• [Problem details]:
Lay out the lines of the material, starting at the line containing "wechat logo icon." and running through the end of the material with both ends included, as a Markdown table with the columns Row and Material line. Number each row and omit any blank lines.

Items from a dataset
• • • •

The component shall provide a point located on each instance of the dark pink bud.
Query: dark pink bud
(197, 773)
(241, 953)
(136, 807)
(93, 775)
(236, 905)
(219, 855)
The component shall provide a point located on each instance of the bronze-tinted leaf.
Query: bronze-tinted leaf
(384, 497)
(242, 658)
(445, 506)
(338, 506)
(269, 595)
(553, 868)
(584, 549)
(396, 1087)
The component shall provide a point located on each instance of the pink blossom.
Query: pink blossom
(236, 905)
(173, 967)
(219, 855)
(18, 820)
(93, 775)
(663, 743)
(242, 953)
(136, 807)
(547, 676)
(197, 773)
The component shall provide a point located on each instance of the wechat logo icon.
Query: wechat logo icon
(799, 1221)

• • • •

• [Reply]:
| Row | Material line |
|---|---|
| 1 | The component shall provide a point located on each instance of the wechat logo icon. |
| 2 | Query: wechat logo icon |
| 3 | (799, 1221) |